• Aufgabenstellung: Schreiben Sie die nachstehenden Daten vollständig und Zeile für Zeile unverändert ab.

* * *

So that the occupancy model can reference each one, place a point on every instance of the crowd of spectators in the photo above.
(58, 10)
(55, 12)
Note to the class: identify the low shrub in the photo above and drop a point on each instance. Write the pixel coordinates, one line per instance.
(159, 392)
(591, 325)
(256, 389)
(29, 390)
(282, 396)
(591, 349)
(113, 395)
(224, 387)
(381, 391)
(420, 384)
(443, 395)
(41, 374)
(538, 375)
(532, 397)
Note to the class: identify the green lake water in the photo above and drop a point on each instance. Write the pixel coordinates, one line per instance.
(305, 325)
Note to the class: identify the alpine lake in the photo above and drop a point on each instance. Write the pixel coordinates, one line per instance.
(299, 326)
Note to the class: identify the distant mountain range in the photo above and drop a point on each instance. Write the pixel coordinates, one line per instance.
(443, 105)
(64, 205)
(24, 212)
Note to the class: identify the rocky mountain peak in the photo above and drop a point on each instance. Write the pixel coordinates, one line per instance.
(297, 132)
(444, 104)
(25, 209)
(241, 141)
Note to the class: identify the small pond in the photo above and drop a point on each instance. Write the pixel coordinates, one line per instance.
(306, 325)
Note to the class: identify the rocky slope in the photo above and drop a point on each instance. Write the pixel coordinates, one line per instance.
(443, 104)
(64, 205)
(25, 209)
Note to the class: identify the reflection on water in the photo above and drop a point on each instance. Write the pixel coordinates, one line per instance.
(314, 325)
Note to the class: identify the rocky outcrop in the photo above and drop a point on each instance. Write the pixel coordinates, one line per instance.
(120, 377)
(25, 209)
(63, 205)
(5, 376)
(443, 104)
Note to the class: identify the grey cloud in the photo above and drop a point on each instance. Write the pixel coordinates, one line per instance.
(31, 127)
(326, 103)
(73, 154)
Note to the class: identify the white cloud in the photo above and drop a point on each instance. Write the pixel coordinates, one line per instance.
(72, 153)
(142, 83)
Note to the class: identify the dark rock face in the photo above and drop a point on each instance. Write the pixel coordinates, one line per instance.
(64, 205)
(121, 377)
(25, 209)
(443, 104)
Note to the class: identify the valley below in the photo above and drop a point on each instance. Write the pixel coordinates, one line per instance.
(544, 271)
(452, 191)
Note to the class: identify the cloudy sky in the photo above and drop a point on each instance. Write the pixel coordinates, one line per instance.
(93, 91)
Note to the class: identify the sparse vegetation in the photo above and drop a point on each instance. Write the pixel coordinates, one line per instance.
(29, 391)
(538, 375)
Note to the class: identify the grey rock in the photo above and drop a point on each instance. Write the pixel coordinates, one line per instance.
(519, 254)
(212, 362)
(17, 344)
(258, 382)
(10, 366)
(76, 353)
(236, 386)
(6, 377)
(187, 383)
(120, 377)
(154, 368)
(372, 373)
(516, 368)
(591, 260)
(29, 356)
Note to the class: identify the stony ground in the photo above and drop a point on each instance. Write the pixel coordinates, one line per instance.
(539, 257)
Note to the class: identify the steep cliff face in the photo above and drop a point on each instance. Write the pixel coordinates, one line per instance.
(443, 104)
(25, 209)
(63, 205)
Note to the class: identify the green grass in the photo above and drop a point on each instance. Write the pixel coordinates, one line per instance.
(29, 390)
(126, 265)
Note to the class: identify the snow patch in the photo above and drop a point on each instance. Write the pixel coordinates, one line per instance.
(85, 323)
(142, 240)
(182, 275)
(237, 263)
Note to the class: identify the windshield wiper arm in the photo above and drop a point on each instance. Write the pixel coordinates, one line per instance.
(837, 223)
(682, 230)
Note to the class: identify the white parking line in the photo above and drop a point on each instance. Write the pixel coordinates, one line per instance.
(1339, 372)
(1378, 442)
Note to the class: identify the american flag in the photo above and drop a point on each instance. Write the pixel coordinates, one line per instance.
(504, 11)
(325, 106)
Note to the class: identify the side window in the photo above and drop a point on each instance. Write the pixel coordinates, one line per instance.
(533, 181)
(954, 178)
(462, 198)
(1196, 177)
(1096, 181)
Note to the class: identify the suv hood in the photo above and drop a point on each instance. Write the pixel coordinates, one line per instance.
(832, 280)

* * *

• Ergebnis:
So that the occupancy model can reference each one, place a point on every instance of the crowd of spectators in the photo above.
(58, 10)
(55, 12)
Note to the class: identify the low shrub in the photo above and drop a point on each instance. Write the pixel coordinates, one line per instance.
(159, 392)
(591, 325)
(256, 389)
(29, 390)
(282, 396)
(591, 349)
(113, 395)
(224, 387)
(381, 391)
(420, 384)
(443, 395)
(41, 374)
(538, 375)
(532, 397)
Note to the class: identify the green lake water in the photo above and drop a point on each instance. Write the pixel coordinates, one line per instance.
(305, 325)
Note to the class: identify the alpine lake in the photo above and drop a point on each instance. Write the pixel coordinates, one line per instance.
(299, 326)
Note to the class: identify the distant mountain range in the photo above and drop a point on each instance. Write the pixel coordinates, one line per instance.
(443, 105)
(64, 205)
(24, 212)
Note to the class: identify the rocky mountain peak in the photo above and drop a point on each instance. Write the pixel coordinates, one line per instance.
(297, 132)
(444, 104)
(25, 209)
(241, 141)
Note to the class: identify the small pond in the photo above and drop a point on each instance. Write the pixel coordinates, one line per instance.
(306, 325)
Note to the class: identify the rocky slope in the photo above and drop a point on each instance. Write the pixel coordinates, one line per instance.
(443, 104)
(64, 205)
(25, 209)
Note to the class: identify the reflection on water in the photo above and drop a point on each instance. Write the pixel coordinates, one line per instance.
(314, 325)
Note to the class: identify the rocky outcrop in the photo above and drop a point on each instance. Write the pixel coordinates, one line per instance.
(120, 377)
(25, 209)
(63, 205)
(5, 376)
(443, 104)
Note to the class: identify the grey cloud in the photo above and drop a point on each instance. Write the pixel coordinates, one line per instance.
(31, 127)
(326, 103)
(73, 154)
Note to the class: identify the white cloud in the photo above and drop a point on each instance. Write the pixel coordinates, one line per instance.
(72, 153)
(142, 83)
Note to the class: identify the dark rock face in the photo above and drop a point on each instance. Write the pixel coordinates, one line per instance.
(64, 205)
(121, 377)
(25, 209)
(443, 104)
Note to the class: identify the valley below in the photo above and drop a point on each instance. Write the pixel coordinates, one line per instance.
(544, 271)
(452, 191)
Note to the class: identify the cloudy sky in the photo above and drop a point on each instance. Write the pixel coordinates, one line per instance.
(93, 91)
Note to the class: identify the sparse vegetation in the photo above and drop a point on each instance. Write the pixel coordinates, one line per instance.
(29, 391)
(538, 375)
Note to the class: identify the grey rock in the photo above and drop a point on each instance. Write the pixel coordinates, one line per instance.
(519, 254)
(212, 362)
(17, 344)
(258, 382)
(10, 366)
(76, 353)
(236, 386)
(6, 377)
(187, 383)
(120, 377)
(154, 368)
(372, 373)
(516, 368)
(591, 260)
(29, 356)
Note to the class: identify the stony ground in the photo above and drop a point on each instance. Write the pixel coordinates, one line per instance.
(539, 257)
Note to the class: identify the steep cliff face in the photo above and drop a point on each instance. Write the pixel coordinates, one line per instance.
(443, 104)
(25, 209)
(63, 205)
Note to the class: identify the green grass in the photo above and drop a point on each instance. Write the pixel coordinates, one line per instance.
(29, 390)
(126, 265)
Note to the class: identify the snow patch in the photo above and drop a point on each instance. Write the pixel coordinates, one line per instance.
(85, 323)
(142, 240)
(182, 275)
(237, 263)
Note to the class: identify the windshield wiper arm in the photo above and drop a point on each instance. Write the pixel coordinates, one line per instance.
(837, 223)
(682, 230)
Note to the class: identify the white parking line in the photo above and drop a point on each instance. Write the pixel coordinates, one line per instance.
(1339, 372)
(1378, 442)
Note to the class: identify the american flag in the photo above and drop a point on each instance. Write the pixel coordinates, one line per instance.
(504, 11)
(325, 106)
Note to the class: identify the side window in the photo above and drop a point on each instance. Write the pixel coordinates, one line per instance.
(533, 181)
(954, 178)
(462, 198)
(1196, 177)
(1096, 181)
Note to the class: identify the suv hood in the photo above and drop a point on each instance. Write the pixel coordinates, one line per instance.
(832, 280)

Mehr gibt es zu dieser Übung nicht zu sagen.